(Beginning of SOURCE MATERIAL)

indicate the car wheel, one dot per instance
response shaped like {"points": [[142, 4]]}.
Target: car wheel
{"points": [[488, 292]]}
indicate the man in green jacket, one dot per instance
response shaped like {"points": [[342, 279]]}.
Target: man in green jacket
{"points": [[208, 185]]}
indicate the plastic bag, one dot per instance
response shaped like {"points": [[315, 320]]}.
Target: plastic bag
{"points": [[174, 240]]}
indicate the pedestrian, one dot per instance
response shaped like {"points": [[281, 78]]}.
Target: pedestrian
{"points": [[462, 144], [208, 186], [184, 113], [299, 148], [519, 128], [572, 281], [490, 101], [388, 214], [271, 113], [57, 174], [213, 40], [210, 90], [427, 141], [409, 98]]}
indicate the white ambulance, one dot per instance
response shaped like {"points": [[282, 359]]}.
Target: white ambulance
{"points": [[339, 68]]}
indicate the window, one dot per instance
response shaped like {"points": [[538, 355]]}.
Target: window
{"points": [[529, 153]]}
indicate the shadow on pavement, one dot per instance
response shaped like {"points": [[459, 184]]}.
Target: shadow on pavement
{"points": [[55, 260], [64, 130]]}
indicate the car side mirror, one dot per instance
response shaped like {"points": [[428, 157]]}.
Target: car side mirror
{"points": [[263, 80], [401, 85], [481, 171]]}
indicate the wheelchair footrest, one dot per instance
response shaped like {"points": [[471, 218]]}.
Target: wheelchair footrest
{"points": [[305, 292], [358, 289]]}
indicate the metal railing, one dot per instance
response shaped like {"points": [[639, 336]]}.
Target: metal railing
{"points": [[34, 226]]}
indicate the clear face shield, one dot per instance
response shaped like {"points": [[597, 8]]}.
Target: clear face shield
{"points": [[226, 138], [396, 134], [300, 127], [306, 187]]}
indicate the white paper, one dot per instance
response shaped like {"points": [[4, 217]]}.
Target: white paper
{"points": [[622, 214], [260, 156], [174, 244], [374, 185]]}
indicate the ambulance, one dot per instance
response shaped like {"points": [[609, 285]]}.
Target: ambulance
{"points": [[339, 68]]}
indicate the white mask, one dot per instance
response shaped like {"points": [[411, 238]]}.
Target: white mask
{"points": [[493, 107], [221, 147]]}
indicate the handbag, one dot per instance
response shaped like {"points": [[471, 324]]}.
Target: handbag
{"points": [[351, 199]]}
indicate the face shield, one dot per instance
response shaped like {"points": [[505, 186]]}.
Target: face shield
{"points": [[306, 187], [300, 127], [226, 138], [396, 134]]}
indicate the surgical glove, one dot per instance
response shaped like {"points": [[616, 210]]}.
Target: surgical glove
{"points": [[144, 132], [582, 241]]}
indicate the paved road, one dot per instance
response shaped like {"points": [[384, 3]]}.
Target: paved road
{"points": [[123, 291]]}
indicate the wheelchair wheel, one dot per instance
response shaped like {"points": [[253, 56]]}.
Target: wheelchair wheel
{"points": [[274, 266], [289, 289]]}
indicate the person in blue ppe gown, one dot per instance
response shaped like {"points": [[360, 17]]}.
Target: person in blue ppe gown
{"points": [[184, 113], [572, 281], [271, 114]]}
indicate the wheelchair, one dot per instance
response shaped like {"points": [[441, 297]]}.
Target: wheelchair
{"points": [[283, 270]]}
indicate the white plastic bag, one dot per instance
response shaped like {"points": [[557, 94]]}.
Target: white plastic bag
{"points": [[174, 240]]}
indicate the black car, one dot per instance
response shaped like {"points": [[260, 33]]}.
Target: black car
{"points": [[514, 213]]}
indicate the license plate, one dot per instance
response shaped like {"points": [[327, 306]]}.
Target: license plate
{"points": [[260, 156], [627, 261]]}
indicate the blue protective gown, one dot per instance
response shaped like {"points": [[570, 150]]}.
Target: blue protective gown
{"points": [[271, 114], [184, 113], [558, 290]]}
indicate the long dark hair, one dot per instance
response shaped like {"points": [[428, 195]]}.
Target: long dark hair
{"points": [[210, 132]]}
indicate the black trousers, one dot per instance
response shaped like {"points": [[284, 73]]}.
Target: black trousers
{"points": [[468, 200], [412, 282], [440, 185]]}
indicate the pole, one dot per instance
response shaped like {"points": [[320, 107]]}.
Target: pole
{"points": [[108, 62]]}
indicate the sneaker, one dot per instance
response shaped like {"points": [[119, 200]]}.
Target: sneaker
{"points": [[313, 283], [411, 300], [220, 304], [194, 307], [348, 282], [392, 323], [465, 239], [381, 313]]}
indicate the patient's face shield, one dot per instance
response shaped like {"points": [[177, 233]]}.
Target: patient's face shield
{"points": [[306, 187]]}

(End of SOURCE MATERIAL)

• [TASK DIRECTIONS] Only one stretch of the records above is wanted: the lines between the one holding "Target: car side mirror" and the one holding "indicate the clear", inclusive, reproduced exactly.

• [COMPLETED EXERCISE]
Target: car side mirror
{"points": [[263, 80], [401, 85], [481, 171]]}
indicate the wheelchair footrest, one dot per instance
response shaped like {"points": [[471, 218]]}.
Target: wheelchair footrest
{"points": [[305, 292], [358, 289]]}
indicate the metal railing, one dot per instance
response shaped like {"points": [[639, 336]]}.
Target: metal railing
{"points": [[34, 226]]}
indicate the clear face shield, one dot per instance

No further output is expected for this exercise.